> Page text:
# 14. Peter V. Brett Discussion



## Philip Overby (Aug 28, 2013)

Number 14 on the list is Peter V. Brett. A relatively new writer on the fantasy scene, he is probably most famous for his Demon Cycle series which began with _The Painted Man_ (or as it's known in the U.S., _The Warded Man._ I've read most of his first book, and so far I have to say I enjoy his rather straight forward style. His magic system of using wards is interesting and his characters grow in the face of adversity throughout. He also has some of the most awesome cover art in the game. 

Thoughts about Peter V. Brett?


----------



## Feo Takahari (Aug 28, 2013)

I don't normally read a fantasy series until it's complete, but I tried "The Warded Man" because the premise intrigued me. It's been a few years, so I barely remember anything about the plot, but I do remember the thought that kept running through my head:

I like these people.

To be honest, I don't even remember what I liked so much about them, but I remember thinking that all three main characters could have carried a solo novel, and I remember wanting to learn more about all of them. That's an easy five-star rating from me.

(Apparently the series still isn't over with, so I'll wait until it is before I read it. If I can't remember what happened in book 1, there's no way I'll remember the plots of books 1-4 by the time book 5 comes out.)

P.S. Also, apparently someone thought the series was a ripoff of _The Runelords_. Could anyone who's read _The Runelords_ confirm or deny this?


----------



## Philip Overby (Aug 28, 2013)

I don't know _The Runelords_ myself, but I can imagine there might be some similar ideas. I agree with your estimation of the characters. I couldn't quite put my finger on it, but I liked the main characters as well. I think that's the main thing that kept me reading. Each of their own stories were interesting and engaging to me. The magic system was unique enough for me to be interested in all of the varying techniques of warding and such. It sounds like it gets more epic as the series goes on, but I liked seeing these characters from the beginning.


----------



## wordwalker (Aug 28, 2013)

> Stored data:
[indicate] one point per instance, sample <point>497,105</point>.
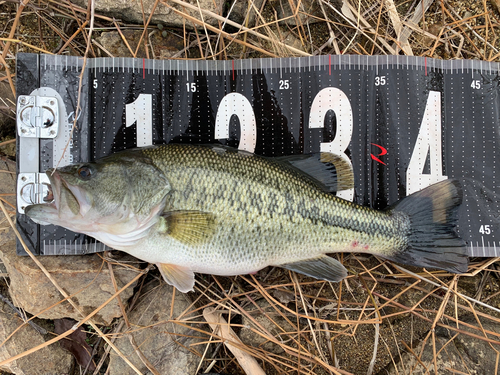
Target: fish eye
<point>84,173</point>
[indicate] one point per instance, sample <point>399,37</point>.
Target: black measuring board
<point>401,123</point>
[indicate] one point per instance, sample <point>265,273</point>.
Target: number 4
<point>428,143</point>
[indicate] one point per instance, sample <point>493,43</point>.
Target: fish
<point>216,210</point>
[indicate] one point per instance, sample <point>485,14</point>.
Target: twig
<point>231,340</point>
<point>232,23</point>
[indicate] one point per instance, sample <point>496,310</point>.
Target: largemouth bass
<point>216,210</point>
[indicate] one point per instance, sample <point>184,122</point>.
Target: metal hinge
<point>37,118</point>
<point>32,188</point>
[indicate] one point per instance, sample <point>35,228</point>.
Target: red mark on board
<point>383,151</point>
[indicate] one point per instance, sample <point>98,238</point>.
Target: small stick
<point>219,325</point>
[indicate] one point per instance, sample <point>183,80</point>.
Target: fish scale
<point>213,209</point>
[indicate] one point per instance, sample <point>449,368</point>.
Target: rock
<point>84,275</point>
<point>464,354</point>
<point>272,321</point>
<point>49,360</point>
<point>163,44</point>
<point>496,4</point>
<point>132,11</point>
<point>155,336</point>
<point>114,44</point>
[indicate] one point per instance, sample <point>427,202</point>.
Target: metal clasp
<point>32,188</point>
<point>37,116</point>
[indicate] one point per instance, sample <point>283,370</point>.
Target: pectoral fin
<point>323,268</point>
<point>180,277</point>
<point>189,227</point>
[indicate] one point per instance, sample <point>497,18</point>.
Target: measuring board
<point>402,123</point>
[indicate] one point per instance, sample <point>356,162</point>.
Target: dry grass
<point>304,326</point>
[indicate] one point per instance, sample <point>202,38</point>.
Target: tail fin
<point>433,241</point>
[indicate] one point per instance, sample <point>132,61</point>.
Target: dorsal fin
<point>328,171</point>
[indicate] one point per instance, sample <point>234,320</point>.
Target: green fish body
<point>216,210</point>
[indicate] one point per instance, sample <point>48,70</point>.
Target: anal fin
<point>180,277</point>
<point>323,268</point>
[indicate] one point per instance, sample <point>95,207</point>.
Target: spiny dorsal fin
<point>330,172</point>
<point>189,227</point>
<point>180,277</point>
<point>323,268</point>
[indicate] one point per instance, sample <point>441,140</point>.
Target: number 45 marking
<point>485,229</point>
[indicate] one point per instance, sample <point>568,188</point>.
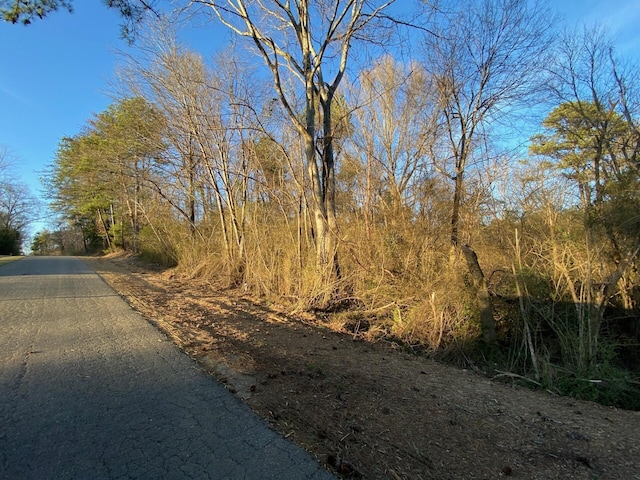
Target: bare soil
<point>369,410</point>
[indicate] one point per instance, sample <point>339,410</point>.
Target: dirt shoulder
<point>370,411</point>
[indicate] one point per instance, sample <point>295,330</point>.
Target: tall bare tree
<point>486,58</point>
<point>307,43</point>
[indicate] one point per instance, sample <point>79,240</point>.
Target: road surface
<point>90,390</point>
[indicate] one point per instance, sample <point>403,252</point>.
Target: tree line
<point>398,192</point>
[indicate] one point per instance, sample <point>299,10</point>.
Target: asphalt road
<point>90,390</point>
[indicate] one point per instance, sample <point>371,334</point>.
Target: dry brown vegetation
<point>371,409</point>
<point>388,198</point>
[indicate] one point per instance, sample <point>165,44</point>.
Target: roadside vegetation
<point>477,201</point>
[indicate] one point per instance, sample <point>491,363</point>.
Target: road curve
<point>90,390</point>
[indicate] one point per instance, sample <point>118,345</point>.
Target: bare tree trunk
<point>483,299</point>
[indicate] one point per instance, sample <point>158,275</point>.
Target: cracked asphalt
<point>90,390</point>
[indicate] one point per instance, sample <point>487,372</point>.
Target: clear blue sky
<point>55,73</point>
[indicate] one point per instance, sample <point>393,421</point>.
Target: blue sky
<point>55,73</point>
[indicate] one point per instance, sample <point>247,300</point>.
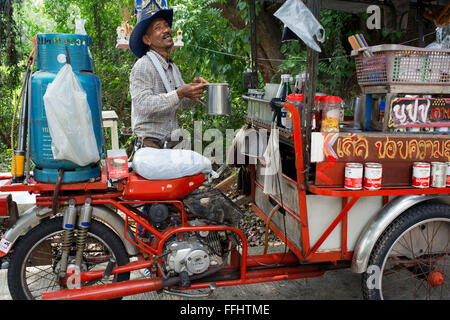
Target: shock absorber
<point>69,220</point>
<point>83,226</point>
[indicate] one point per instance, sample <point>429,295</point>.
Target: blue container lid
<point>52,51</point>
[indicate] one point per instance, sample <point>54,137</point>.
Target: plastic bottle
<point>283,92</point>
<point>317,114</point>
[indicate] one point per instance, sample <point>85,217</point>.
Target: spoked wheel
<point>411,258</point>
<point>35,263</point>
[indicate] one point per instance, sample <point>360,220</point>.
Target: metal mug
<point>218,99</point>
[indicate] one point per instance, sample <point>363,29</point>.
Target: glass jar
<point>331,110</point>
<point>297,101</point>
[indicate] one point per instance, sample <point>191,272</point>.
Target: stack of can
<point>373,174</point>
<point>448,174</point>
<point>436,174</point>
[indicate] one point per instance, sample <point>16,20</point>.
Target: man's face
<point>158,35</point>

> Work to do: Write the next part of the Peter V. Brett discussion thread, picking up right after its last line. The rows play no part here.

> Written answer:
I've only read the first book of each so far, but I'd say the only similarity is they both involve people with runes on their bodies-- very different ones, the Demon Cycle runes seem purely anti-demon, while Runelords' work by taking strength from other people. That and they both have monsters in the earth.

But, I _like_ Brett. More for keeping a close eye on a fun concept than for sheer flashiness, but he's worth watching.


----------



## Steerpike (Aug 28, 2013)

I made it halfway through The Warded Man. I liked it well enough, but didn't think it was anything special. I've heard the third book is terrible, though.

I don't think it is a ripoff of Runelords, though it incorporates some similar ideas.


----------



## Butterfly (Aug 28, 2013)

When I read it, I thought it was very Final Fantasy-ish with the creatures that come out of the ground.

I do have my issues with it, not least the gaping plot holes of the first one that don't get filled in until you've read the second book, which seemed to be jumping from the mysterious present to past events around Jardir's life. I think it could have been structured far more effectively. 

I did enjoy the two I read for the most part even though... he did turn a girl's first period into a haemorrhage. ...


----------



## Lohengrin (Aug 30, 2013)

I think I read it in June, so I don't remember everything in the books. 

What I remember is that I liked it, not one of the best, but it was good. Arlen's arc was great and pretty much why I kept reading it. Leesha and Rojer I didn't like, I don't like reading about a spoiled beautiful girl or a traumatized young boy when I can read about a Warder in the search of these lost wards. Not saying it isn't well done, it's just not my favorite thing so I understand why people like them. What this means is that for 4 chapters I would love the book, then I would turn the page and realize that the next chapter is about Leesha, so it dragged a little.

The 3rd book that someone mentioned is really really terrible. The biggest problem is the flow. Like the 2nd book it begins with a HUGE flashblack of someone that I really didn't care that much. It's interesting because you see the villains motivations, but really? Almost half the book is flashbacks, and the other half is about a useless and really stupid quest, to reach the same point they were in the beginning. And it's not just that, the characters that were so strong in the 1st and 2nd books now make decisions totally out of nowhere, decisions that someone could say "Yeah but people do that in real life..." in a specific context. The problem is that you saw those 3 characters growing up, you KNOW them, and then they make decisions that are totally out of character.

I liked the background story though. The story about the demons and the wards are what made me read it. The cities are a little... Well, they are the standard kind of cities in a medieval setting, and it bothers me a little that they have such a huge problem with demons that I assume is a problem in the entire world, but all you get in world building is 3 big cities, a bunch of rivers, some mountains that nobody gets even near them and the usual huge desert.

Overall the 1st book was a mix of awesome moments then a boring chapter, then another awesome chapter.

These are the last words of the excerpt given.